• **EXERCISE GOAL**: Quote every line of the data below as it stands, omitting pictures.

• **STORED DATA**:
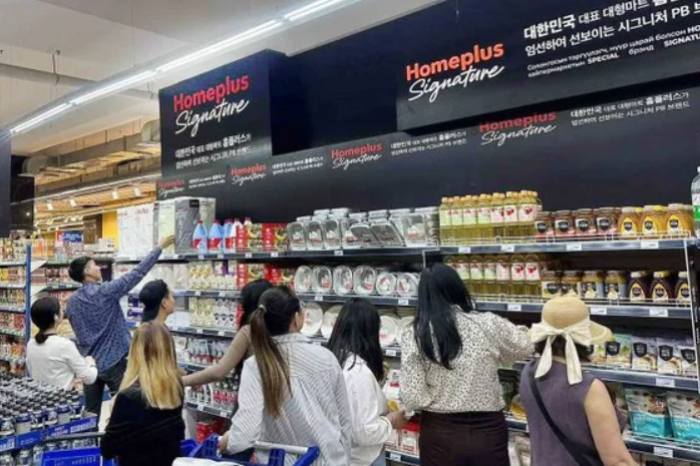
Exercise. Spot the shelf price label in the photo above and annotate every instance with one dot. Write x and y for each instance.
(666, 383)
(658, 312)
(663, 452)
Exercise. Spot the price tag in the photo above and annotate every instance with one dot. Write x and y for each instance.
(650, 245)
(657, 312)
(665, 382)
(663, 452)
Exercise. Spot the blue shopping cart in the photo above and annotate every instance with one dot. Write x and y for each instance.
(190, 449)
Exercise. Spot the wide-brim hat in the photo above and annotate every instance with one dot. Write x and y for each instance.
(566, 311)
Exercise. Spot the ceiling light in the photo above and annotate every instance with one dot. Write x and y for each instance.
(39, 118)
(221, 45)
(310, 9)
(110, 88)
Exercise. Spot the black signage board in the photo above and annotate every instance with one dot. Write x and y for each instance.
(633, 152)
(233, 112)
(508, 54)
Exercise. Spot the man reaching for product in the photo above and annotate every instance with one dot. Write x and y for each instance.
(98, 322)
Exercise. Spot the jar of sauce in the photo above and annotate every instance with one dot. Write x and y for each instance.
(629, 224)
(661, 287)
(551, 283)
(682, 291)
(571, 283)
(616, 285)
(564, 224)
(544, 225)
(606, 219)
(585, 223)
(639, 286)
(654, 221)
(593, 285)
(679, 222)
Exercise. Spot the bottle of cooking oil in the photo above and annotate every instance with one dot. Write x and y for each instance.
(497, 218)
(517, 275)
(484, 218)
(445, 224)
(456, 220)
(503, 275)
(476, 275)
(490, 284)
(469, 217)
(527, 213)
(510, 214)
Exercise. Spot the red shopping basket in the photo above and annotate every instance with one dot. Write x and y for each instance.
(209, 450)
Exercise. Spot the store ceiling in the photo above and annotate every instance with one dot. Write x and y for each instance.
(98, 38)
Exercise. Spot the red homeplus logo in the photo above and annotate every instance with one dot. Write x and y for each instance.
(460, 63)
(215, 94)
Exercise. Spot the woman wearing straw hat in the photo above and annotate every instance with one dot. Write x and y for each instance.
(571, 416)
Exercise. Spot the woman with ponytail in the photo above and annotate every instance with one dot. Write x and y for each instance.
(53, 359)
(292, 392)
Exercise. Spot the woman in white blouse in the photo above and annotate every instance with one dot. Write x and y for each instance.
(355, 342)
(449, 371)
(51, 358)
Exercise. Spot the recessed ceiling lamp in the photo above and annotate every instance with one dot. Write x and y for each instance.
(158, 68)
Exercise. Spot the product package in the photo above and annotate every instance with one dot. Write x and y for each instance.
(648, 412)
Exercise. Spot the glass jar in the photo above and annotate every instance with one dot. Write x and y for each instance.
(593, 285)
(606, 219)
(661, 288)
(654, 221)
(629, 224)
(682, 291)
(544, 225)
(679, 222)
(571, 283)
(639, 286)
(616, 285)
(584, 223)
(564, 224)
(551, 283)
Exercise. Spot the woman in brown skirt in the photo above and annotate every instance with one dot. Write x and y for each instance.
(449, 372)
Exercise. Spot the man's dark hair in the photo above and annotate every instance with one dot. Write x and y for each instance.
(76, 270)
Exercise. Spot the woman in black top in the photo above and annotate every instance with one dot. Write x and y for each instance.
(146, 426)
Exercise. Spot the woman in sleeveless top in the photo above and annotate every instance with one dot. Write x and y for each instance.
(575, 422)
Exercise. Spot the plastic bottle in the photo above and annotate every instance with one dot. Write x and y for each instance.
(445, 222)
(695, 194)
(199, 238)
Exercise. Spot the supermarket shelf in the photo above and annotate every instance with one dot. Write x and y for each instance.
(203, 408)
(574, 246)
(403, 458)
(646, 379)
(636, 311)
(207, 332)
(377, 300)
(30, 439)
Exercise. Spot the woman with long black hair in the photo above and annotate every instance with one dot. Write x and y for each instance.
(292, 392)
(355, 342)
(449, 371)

• **SOLUTION TO THIS EXERCISE**:
Exercise. Spot the shelf price label in the photo above and annotate every instance with one dot. Write x and y for each instance.
(666, 383)
(658, 312)
(663, 452)
Exercise. Spot the price tag in the photo above and annotate every instance with one dot. Write x and y for each instance.
(650, 245)
(657, 312)
(665, 382)
(663, 452)
Exercise. Spot the blue shopping cart in the photo above and annotate every instance with one dot. Write x and y for each instance.
(190, 449)
Exercise. Spot the wide-brim hat in the photo above and annotate every instance with one dot. Write x and y for each instance.
(566, 311)
Exercise. Spot the ceiling light in the photo above and annotate every instance with one dot. Write x and y for each instance.
(39, 118)
(221, 45)
(310, 9)
(110, 88)
Exercise. Spot the black signage board in the photo above and annotate every instance with one dot. Write x and y for each instance.
(633, 152)
(233, 112)
(508, 54)
Exercise. Spot the man reaching for product in the photo above and annotate every instance with one dot. Write x and y for each instance.
(98, 322)
Exercise. Spot the jar of sauce in the photo above and annotate every instance with one dot. Write x and y for each instance.
(629, 224)
(661, 287)
(551, 283)
(682, 291)
(571, 283)
(616, 285)
(564, 224)
(544, 225)
(606, 219)
(585, 223)
(639, 286)
(654, 221)
(593, 285)
(679, 222)
Exercise. Spot the bottle of cooking oil in the photo above and annotate every instance with one dot. Write x and y for each instance.
(497, 218)
(517, 275)
(484, 218)
(445, 224)
(456, 220)
(503, 275)
(476, 275)
(490, 284)
(469, 217)
(527, 213)
(510, 214)
Exercise. Spot the red shopping basket in the photo above and annotate every instance with one dot. Write x and y for each instance.
(209, 450)
Exercise. Spot the store ceiling in the photo above and annotate every instance with one dot. Write x and y for each instance.
(98, 38)
Exercise. Spot the red homeplus logo in the photo above and annotate every instance with one dot. Write x and y for each instance.
(460, 63)
(215, 94)
Exercise. Spot the woman wearing straw hat in the photo above and annotate every instance with one dot. Write x and y for each instance.
(571, 416)
Exercise. Spot the woman with ponytail in the photo above and annotate every instance with one dot. Write x and y for each instance.
(53, 359)
(292, 392)
Exercise. Spot the woman in white blouse in the photo above and annotate every instance with one dot. Write x and y for each instance.
(355, 342)
(449, 371)
(51, 358)
Exercise. Spot the recessed ceiling lamp in the photo above and annotate every instance with one dot. Write x and y for each instance.
(158, 68)
Exercise. Spot the product package in the photo above and annotate every instance with one dot. Write x and y for each instance.
(648, 412)
Exercise. Spot the glass jar in the photo above and annotate every instance with one dot. Write x and y for each instance.
(593, 285)
(606, 219)
(661, 288)
(654, 221)
(629, 224)
(682, 291)
(544, 225)
(679, 222)
(571, 283)
(639, 286)
(616, 285)
(584, 223)
(564, 224)
(551, 283)
Exercise. Spot the woman in brown skirt in the photo above and annotate every instance with one dot. Write x and y for each instance.
(449, 372)
Exercise. Spot the man's dark hair in the photo above and annotate every instance with one dot. Write x and y for each instance.
(76, 270)
Exercise. Spot the woman in black top in the photo above and annotate every instance with one dot. Write x and y for each instance.
(146, 426)
Exercise. Spot the woman in sleeveless top in the photo above and annotate every instance with one dot. Write x and y for each instance.
(575, 422)
Exercise. Spot the plastic bottle in the photo above and annotate every instance with one dot. Write x and y for each instance.
(445, 222)
(695, 194)
(199, 238)
Exercise. Spot the supermarket shelf in the photo above and annotate every instance with one dot. Write x and y for each instance.
(203, 408)
(574, 246)
(403, 458)
(646, 379)
(636, 311)
(207, 332)
(377, 300)
(30, 439)
Exercise. Spot the woman with long black hair in the photo above and annotate every instance with one dot. Write x and y for each instance.
(292, 392)
(355, 342)
(449, 371)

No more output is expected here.